Comme toute la licence, le titre est un point and click plutôt bien mené. Il est possible d’interagir avec des objets de décor signalés suffisamment discrètement à leur approche pour laisser les joueuses et joueurs un peu chercher leur chemin. Certains objets peuvent être gardés pour les étudier sous toutes les coutures puis savoir les utiliser au moment opportun. Incontestablement, l’originalité et l’innovation de cet épisode tournent autour de Dana et des différentes lignes temporelles. Non contents de nous proposer d’incarner l’un ou l’autre des personnages, les développeurs non proposent également de switcher manuellement de l’une à l’autre dans certaines phases de résolution de puzzles. Puzzles qui sont toujours au cœur du gameplay, en sus du pointer-cliquer. Ceux-ci sont assez variés, suffisamment nombreux, mais pas prépondérants, réalisables avec un peu de réflexion sans être ni capillotractés, ni enfantins. Si toutefois les dialogues permettent de choisir plusieurs réponses, il n’y a pas de conséquences sur le déroulement du scénario.

══════

▶ **Exercice A**: Recopiez à l'identique les entrées, du début jusqu'à la ligne contenant « pixel 573 297 », cette dernière comprise.

══════

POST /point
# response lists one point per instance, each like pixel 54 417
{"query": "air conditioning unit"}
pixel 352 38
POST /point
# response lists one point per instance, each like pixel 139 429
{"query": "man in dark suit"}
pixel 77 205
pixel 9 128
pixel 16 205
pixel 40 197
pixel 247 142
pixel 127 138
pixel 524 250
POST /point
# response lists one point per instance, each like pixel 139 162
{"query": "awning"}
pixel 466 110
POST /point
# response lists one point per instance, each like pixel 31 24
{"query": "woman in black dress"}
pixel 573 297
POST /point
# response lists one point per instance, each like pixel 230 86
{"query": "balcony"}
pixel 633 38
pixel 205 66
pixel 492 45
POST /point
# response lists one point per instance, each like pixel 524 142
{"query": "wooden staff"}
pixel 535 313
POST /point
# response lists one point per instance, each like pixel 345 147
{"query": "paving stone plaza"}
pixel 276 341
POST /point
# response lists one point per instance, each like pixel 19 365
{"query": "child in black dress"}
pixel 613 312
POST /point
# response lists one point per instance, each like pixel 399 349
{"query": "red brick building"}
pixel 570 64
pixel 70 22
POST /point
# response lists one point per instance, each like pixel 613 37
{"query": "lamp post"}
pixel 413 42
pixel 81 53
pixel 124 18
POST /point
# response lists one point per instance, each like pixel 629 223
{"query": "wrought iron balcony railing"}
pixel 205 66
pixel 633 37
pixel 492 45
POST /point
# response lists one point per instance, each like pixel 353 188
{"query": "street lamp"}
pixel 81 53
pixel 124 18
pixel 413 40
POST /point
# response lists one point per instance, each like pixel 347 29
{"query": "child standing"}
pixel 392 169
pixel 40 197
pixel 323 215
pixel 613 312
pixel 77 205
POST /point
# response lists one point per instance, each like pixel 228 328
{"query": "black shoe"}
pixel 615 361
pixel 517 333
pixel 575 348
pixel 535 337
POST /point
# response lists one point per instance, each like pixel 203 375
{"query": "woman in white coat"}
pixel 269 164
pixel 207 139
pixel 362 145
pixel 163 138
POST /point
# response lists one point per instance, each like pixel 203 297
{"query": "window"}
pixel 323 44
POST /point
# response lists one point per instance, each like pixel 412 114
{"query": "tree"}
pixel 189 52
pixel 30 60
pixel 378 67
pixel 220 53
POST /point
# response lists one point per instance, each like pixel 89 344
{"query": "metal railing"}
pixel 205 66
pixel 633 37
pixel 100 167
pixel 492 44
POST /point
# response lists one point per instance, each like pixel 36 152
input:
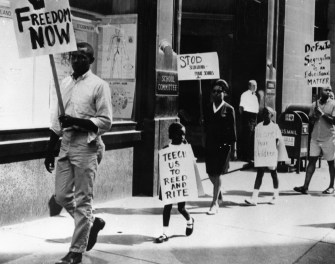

══════

▶ **Exercice B**: D'après le texte présenté, autour de quoi tournent l'originalité et l'innovation de cet épisode ?

▶ **Réponse rédigée A**:
POST /point
# response lists one point per instance, each like pixel 54 417
{"query": "air conditioning unit"}
pixel 352 38
POST /point
# response lists one point per instance, each like pixel 139 429
{"query": "man in dark suit"}
pixel 77 205
pixel 9 128
pixel 16 205
pixel 40 197
pixel 247 142
pixel 127 138
pixel 524 250
POST /point
# response lists one point per instance, each like pixel 139 162
{"query": "awning"}
pixel 466 110
POST /point
# response lists one point per instance, each like pixel 31 24
{"query": "woman in black dress"}
pixel 573 297

▶ **Réponse rédigée B**: Autour de Dana et des différentes lignes temporelles.